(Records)
====
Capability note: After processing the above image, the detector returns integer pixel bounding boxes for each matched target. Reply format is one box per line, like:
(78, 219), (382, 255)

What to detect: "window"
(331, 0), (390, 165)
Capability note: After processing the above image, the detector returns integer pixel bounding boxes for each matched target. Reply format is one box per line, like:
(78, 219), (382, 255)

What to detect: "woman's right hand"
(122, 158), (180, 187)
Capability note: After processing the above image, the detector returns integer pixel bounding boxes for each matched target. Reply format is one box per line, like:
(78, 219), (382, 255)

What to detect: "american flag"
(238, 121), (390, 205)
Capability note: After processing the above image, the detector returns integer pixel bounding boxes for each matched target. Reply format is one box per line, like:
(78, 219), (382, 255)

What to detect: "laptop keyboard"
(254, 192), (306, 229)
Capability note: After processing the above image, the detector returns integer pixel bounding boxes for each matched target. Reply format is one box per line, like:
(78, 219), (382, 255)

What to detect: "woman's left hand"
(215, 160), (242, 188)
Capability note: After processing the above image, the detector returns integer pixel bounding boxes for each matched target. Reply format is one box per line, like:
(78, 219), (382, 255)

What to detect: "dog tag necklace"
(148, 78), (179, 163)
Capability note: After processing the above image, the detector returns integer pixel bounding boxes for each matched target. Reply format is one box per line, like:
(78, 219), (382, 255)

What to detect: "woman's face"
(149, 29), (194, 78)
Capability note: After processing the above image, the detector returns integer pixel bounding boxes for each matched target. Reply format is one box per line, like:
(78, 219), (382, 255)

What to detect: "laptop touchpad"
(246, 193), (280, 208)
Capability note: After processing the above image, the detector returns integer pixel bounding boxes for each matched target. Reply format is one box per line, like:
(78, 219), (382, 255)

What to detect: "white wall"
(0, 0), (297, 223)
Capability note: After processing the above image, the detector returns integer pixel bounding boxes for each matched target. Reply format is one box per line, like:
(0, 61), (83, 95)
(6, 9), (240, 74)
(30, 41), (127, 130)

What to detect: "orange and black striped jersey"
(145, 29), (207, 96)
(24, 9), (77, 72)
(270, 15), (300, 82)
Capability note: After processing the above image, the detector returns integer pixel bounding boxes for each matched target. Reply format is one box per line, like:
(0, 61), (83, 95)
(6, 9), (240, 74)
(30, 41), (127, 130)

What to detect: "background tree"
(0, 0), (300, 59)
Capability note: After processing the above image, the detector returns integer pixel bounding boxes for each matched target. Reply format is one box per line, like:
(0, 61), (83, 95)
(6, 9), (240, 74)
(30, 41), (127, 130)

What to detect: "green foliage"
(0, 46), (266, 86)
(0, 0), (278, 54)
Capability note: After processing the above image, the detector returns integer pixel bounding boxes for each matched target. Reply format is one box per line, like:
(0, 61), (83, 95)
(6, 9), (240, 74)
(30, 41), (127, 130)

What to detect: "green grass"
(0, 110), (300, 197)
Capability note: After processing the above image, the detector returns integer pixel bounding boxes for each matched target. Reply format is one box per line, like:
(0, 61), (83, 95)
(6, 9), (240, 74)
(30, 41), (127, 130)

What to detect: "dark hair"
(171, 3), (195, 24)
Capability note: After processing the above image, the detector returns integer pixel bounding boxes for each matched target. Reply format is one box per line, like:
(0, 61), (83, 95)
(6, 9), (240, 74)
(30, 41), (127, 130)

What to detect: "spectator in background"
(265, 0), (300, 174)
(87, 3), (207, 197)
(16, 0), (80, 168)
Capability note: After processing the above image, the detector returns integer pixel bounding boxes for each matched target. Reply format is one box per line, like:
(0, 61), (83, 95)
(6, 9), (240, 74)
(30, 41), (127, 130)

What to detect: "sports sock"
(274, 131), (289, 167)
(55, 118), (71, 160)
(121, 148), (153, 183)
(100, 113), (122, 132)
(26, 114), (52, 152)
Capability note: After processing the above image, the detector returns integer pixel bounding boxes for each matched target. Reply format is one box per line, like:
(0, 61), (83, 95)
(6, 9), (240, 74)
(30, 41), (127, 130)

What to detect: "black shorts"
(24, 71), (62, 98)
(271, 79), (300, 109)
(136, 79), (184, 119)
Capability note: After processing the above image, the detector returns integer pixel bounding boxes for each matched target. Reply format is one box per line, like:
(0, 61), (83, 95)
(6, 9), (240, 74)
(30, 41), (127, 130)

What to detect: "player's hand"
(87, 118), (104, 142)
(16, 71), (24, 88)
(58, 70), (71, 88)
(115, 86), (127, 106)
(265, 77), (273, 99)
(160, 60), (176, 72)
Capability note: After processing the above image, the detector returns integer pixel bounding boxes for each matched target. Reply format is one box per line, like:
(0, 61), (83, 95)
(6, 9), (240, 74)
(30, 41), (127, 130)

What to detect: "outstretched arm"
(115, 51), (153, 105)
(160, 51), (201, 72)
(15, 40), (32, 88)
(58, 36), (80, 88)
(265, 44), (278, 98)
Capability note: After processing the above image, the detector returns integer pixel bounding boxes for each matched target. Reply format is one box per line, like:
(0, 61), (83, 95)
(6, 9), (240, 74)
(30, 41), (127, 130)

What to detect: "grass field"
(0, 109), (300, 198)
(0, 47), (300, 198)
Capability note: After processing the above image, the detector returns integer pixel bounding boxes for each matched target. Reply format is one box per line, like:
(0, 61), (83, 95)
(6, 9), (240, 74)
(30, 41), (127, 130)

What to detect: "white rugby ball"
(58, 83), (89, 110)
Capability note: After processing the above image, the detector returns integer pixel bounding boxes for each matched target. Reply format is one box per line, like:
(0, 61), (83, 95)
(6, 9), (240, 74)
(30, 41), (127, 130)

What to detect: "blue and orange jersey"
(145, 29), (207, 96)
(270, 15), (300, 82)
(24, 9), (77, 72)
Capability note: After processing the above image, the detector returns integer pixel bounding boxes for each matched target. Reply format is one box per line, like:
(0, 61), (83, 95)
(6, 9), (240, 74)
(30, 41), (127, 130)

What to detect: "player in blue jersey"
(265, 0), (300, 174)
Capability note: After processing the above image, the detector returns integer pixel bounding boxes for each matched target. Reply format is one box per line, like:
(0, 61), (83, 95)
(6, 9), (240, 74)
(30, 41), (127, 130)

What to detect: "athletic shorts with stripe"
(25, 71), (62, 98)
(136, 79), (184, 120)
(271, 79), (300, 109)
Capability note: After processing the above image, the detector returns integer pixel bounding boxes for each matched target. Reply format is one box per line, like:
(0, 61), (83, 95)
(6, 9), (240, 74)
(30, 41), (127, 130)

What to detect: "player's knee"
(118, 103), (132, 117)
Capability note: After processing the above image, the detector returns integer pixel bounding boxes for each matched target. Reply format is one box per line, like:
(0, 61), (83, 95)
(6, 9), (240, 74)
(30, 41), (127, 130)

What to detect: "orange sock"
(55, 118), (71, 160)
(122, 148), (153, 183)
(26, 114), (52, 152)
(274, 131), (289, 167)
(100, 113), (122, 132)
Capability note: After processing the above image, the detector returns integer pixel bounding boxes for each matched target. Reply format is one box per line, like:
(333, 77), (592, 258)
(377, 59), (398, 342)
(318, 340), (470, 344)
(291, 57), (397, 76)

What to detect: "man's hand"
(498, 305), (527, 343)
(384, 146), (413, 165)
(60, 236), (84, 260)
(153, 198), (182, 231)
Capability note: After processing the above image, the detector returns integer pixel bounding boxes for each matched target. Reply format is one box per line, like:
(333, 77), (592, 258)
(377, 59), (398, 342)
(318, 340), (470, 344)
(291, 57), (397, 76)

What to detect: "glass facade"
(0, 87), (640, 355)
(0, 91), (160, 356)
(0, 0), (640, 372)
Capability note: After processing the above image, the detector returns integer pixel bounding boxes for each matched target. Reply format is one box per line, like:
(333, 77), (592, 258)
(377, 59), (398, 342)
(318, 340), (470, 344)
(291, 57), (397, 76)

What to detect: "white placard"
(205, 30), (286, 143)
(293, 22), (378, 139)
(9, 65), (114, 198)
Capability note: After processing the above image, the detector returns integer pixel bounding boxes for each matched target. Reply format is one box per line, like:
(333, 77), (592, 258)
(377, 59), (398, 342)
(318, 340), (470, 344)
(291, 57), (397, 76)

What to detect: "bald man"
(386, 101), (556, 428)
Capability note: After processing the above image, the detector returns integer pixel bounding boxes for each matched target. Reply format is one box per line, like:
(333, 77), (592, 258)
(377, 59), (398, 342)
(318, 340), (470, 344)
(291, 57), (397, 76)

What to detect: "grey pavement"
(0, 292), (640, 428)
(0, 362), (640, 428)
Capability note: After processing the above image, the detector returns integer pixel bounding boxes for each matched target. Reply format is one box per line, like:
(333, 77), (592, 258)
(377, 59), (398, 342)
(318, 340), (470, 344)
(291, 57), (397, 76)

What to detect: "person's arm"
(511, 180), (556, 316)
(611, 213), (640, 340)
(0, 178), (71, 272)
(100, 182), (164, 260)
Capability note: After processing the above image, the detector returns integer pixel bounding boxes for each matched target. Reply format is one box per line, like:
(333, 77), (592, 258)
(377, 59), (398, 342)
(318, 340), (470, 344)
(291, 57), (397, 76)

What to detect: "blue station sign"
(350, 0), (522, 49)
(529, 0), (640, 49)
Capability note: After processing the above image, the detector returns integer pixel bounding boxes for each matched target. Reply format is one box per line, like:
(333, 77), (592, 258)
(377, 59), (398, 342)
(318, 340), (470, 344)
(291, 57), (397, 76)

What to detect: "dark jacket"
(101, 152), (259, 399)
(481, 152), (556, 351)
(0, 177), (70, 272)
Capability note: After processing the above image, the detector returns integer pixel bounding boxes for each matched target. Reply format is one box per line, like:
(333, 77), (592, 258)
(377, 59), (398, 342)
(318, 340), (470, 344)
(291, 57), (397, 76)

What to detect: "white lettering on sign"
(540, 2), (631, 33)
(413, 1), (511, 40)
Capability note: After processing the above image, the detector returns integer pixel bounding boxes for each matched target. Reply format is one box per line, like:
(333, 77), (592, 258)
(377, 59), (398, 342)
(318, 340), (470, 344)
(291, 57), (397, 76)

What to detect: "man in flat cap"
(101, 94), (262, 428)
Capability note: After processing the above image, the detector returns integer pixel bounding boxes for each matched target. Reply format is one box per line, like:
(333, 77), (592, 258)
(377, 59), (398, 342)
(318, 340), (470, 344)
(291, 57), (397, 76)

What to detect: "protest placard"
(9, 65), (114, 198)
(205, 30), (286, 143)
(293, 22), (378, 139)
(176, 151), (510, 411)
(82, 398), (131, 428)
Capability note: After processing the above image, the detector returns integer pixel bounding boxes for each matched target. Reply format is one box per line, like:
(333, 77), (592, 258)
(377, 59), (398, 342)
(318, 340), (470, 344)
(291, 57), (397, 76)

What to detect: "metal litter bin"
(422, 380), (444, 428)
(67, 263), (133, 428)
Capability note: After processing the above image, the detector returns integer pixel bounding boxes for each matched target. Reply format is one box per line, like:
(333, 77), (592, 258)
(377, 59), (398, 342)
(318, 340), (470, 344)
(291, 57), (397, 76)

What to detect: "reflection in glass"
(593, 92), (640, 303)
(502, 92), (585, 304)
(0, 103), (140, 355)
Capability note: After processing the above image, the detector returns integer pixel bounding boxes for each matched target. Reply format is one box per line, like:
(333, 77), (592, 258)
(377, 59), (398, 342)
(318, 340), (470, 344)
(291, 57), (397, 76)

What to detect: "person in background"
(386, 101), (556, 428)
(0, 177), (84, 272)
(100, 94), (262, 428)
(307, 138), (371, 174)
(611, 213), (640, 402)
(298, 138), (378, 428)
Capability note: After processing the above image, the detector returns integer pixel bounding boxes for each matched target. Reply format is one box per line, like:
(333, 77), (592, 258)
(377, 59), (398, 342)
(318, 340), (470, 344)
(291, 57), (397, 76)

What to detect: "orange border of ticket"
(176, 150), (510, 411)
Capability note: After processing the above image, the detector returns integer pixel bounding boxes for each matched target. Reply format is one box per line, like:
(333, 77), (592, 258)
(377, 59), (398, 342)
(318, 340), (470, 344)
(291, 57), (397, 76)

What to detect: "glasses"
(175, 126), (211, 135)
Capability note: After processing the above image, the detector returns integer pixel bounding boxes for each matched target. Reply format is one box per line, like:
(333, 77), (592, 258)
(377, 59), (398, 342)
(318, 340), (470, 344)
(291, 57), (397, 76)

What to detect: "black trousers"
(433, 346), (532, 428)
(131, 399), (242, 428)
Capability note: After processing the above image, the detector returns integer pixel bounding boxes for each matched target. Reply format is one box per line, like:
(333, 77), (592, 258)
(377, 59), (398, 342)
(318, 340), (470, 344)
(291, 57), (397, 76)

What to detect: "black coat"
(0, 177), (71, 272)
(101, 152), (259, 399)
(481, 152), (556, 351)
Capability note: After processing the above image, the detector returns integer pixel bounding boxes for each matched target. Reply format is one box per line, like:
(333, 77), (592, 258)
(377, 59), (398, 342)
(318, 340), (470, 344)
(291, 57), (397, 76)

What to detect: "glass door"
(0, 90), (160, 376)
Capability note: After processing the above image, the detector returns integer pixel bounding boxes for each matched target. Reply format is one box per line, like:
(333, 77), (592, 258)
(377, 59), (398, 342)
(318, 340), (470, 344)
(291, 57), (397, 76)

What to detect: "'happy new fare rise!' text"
====
▶ **Your task**
Write each line as a string in a JSON list, from the first line of the entries through the line containing "(122, 158), (180, 187)". Skip blank lines.

▶ **Solution to the problem**
[
  "Capability note: After processing the above image, the detector returns integer pixel bounding boxes for each matched target. Reply format is one box per line, like:",
  "(78, 219), (382, 255)",
  "What to detect: \"window\"",
  "(331, 0), (390, 165)",
  "Capability note: After processing the above image, the detector returns integer pixel bounding boxes for each matched target. Reply format is one box per line, like:",
  "(78, 219), (382, 255)",
  "What to detect: \"woman's right hand\"",
  "(122, 158), (180, 187)"
]